# SUPPLIED DATA:
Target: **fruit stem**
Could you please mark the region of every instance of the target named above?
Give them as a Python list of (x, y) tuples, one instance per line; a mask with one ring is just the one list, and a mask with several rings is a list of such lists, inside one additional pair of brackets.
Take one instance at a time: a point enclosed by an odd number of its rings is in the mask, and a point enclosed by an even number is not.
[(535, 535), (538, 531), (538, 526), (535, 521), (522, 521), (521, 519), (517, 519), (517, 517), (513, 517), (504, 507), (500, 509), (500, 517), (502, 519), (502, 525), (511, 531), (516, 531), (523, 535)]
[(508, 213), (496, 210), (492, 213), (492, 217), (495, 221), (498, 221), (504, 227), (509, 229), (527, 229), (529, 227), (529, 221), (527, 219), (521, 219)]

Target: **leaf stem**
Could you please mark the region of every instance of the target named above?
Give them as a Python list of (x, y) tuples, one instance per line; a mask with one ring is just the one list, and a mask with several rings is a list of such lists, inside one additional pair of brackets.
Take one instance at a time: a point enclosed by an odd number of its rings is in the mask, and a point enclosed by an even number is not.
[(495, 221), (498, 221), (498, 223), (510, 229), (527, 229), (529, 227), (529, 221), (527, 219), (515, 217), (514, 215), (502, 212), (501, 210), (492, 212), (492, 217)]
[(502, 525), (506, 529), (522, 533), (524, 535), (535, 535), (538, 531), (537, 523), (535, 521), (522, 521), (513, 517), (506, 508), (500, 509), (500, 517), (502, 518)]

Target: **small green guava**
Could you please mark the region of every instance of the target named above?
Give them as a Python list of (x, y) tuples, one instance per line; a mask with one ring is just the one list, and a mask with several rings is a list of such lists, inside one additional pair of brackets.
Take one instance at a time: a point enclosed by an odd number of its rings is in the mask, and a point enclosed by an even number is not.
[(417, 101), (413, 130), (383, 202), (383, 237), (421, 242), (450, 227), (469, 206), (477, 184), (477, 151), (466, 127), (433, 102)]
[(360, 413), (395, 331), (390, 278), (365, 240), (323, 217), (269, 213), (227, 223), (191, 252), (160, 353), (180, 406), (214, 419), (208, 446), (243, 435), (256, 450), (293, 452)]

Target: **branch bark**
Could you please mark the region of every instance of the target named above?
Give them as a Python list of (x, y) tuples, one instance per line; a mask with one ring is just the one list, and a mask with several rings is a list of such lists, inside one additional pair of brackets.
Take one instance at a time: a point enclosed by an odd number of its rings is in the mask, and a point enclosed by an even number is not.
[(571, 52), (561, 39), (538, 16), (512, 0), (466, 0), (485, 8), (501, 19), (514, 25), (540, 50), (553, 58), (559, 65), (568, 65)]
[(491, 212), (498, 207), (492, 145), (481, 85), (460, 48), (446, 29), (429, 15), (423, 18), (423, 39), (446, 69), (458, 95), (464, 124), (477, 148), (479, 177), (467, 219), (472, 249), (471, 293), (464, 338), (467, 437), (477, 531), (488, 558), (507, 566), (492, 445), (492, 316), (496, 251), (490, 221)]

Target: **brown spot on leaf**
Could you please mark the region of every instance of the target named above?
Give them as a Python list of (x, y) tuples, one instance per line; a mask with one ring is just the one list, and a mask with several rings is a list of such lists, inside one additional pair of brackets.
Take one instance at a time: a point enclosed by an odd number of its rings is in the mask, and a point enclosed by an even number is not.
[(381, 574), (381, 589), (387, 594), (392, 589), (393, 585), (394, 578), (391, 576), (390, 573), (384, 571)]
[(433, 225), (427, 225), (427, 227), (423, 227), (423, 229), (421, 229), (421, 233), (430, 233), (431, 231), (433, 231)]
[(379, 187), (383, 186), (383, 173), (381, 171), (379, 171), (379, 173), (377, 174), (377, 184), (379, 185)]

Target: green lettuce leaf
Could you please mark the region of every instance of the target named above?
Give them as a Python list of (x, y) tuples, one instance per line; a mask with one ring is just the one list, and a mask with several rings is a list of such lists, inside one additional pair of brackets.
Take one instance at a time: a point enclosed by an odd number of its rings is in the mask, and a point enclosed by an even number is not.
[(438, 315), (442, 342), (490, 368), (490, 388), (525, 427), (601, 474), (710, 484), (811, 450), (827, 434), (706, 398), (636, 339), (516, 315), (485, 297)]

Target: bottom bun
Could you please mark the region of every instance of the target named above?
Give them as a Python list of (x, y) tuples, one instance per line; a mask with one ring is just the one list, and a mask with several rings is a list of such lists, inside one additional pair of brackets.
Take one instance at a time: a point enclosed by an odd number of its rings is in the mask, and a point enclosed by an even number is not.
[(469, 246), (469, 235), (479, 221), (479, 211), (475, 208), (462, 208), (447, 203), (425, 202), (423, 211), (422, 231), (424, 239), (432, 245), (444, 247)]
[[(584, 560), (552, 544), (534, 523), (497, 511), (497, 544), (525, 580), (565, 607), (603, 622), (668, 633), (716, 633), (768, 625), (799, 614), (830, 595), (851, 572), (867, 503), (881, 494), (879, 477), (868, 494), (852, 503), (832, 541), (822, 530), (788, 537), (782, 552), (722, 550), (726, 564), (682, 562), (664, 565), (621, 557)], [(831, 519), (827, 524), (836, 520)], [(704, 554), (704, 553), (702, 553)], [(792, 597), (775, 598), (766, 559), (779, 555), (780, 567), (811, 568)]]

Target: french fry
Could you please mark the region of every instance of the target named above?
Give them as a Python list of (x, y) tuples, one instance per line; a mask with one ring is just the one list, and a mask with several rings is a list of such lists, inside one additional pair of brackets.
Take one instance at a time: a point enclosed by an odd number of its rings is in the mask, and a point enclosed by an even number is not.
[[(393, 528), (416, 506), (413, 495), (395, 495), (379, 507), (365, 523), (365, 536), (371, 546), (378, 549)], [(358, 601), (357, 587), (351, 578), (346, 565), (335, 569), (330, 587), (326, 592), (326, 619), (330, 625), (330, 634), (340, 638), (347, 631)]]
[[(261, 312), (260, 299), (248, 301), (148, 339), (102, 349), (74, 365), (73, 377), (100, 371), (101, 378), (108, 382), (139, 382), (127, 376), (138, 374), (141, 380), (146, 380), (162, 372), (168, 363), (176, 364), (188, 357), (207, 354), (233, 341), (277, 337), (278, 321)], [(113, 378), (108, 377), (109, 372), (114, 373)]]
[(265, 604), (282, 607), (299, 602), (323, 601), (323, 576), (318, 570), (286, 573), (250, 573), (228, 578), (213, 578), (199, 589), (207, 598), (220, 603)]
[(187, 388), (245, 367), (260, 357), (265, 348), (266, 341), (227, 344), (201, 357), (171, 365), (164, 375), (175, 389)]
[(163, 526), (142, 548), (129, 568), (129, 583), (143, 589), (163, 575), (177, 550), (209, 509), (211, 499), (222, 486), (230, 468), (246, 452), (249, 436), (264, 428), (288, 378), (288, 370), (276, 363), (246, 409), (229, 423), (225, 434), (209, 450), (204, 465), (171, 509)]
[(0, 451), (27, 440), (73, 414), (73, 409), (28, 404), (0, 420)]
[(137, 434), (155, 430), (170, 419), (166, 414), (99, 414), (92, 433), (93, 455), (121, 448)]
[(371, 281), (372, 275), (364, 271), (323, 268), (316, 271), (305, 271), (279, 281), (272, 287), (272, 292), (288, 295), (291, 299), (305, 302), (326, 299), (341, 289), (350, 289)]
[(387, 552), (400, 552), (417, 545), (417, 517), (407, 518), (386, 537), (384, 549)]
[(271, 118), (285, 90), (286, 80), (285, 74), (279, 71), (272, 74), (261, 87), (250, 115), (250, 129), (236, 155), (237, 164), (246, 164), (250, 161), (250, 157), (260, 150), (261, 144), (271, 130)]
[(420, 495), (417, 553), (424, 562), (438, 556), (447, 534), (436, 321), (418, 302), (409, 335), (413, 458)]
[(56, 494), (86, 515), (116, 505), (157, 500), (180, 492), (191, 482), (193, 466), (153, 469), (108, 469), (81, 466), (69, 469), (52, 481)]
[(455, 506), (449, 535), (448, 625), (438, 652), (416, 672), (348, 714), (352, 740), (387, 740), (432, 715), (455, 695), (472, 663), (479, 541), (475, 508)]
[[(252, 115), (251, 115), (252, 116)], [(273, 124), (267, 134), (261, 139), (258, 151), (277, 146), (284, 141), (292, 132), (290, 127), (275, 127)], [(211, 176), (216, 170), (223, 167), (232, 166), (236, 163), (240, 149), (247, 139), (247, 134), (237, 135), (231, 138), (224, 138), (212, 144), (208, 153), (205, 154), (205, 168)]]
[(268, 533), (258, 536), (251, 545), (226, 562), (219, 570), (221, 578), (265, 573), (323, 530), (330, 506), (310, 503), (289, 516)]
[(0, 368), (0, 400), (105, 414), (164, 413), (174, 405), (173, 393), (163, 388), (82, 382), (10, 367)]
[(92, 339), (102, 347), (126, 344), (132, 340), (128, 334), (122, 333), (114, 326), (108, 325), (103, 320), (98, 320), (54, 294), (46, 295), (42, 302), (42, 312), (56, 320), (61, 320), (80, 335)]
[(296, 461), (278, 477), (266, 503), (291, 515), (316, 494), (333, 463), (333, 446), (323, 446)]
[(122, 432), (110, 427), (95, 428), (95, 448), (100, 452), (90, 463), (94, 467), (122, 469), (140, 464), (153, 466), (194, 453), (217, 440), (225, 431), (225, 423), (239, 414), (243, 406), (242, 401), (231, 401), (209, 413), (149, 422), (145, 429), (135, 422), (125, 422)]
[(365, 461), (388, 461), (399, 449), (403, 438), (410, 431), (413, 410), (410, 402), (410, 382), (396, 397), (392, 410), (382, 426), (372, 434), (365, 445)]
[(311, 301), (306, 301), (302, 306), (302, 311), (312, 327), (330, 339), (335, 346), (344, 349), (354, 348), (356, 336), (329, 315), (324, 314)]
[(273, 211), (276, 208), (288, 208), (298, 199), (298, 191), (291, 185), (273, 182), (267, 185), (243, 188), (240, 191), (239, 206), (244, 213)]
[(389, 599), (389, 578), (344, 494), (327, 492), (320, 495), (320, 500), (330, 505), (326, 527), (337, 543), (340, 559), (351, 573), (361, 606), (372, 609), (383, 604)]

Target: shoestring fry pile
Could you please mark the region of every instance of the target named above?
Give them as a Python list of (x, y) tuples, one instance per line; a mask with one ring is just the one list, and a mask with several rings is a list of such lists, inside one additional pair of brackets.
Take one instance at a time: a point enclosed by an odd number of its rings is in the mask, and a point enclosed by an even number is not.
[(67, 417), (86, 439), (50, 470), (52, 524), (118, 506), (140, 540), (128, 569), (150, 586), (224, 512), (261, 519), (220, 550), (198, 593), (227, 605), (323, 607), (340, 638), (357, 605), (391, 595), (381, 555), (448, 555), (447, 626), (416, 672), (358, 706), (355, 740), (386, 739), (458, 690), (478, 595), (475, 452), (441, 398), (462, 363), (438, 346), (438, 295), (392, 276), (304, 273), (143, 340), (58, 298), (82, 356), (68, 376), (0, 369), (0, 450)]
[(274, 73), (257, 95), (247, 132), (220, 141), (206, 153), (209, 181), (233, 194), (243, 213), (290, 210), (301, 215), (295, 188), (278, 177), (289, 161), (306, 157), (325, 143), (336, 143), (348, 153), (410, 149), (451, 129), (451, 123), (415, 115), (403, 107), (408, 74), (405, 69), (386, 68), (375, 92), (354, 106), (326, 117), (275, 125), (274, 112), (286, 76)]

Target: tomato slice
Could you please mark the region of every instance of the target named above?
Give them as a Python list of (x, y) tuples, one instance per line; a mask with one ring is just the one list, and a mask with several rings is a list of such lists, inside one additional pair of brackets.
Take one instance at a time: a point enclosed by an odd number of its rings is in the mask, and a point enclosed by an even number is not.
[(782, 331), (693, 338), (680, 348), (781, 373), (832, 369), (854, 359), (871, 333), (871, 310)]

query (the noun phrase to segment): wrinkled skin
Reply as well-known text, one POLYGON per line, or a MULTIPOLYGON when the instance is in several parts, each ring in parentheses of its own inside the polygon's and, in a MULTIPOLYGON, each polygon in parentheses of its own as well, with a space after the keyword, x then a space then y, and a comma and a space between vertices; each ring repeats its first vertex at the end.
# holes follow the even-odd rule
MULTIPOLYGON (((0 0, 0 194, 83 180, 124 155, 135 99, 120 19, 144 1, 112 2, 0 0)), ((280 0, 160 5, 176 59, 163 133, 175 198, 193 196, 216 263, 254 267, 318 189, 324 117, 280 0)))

# ABOUT THIS EXERCISE:
Figure out how many lines of the listing above include "green"; the answer is that number alone.

# WRITTEN REPLY:
2